Auftrag:
Geben Sie die nachstehenden Einträge von der Zeile mit "Locate the exterior" bis einschließlich der letzten Zeile unverändert wieder.

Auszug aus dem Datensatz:
>>
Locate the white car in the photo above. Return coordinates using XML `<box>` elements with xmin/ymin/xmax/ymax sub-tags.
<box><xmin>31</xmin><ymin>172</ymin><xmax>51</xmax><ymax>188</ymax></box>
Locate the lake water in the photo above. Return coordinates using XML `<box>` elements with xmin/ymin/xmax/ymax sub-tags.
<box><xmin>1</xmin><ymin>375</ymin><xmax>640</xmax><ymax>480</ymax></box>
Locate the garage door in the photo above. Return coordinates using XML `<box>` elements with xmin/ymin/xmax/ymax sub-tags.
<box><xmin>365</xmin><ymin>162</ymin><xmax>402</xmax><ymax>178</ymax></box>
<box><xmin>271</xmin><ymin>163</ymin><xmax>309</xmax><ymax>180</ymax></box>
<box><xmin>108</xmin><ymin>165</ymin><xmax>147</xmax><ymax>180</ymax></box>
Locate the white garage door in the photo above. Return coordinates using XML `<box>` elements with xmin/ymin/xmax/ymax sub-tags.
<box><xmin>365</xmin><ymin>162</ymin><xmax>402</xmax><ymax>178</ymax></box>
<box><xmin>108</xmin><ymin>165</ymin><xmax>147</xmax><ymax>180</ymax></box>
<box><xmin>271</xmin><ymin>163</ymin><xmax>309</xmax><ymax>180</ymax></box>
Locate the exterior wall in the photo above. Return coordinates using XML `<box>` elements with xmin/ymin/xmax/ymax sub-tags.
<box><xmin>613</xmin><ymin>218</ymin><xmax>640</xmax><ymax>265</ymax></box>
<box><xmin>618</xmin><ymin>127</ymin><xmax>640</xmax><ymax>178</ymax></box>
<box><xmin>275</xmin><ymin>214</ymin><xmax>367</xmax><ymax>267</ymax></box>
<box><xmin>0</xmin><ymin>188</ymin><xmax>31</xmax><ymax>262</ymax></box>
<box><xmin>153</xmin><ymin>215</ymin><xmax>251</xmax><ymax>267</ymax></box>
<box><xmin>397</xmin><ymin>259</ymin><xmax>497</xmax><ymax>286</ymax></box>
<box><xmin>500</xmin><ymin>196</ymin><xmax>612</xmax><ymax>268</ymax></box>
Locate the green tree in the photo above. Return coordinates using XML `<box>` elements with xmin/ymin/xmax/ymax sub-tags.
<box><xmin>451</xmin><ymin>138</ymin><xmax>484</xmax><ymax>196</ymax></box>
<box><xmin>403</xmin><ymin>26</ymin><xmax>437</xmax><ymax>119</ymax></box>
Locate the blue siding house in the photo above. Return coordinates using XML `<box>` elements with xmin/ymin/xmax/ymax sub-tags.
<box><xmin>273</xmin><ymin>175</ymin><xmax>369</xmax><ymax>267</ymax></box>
<<
Antwort:
Locate the exterior wall in the photo above. Return coordinates using XML `<box>` elements with xmin/ymin/xmax/ymax sub-tags.
<box><xmin>613</xmin><ymin>218</ymin><xmax>640</xmax><ymax>265</ymax></box>
<box><xmin>618</xmin><ymin>127</ymin><xmax>640</xmax><ymax>178</ymax></box>
<box><xmin>275</xmin><ymin>214</ymin><xmax>367</xmax><ymax>267</ymax></box>
<box><xmin>0</xmin><ymin>188</ymin><xmax>31</xmax><ymax>262</ymax></box>
<box><xmin>153</xmin><ymin>215</ymin><xmax>251</xmax><ymax>267</ymax></box>
<box><xmin>397</xmin><ymin>259</ymin><xmax>497</xmax><ymax>286</ymax></box>
<box><xmin>500</xmin><ymin>196</ymin><xmax>612</xmax><ymax>268</ymax></box>
Locate the green tree in the photo above. Return coordinates using XML `<box>` elements with xmin/ymin/xmax/ymax sub-tags.
<box><xmin>451</xmin><ymin>138</ymin><xmax>484</xmax><ymax>196</ymax></box>
<box><xmin>403</xmin><ymin>26</ymin><xmax>437</xmax><ymax>119</ymax></box>
Locate the blue siding house in the photo above. Return coordinates using XML `<box>` elements with xmin/ymin/xmax/ymax sub-tags.
<box><xmin>273</xmin><ymin>175</ymin><xmax>369</xmax><ymax>267</ymax></box>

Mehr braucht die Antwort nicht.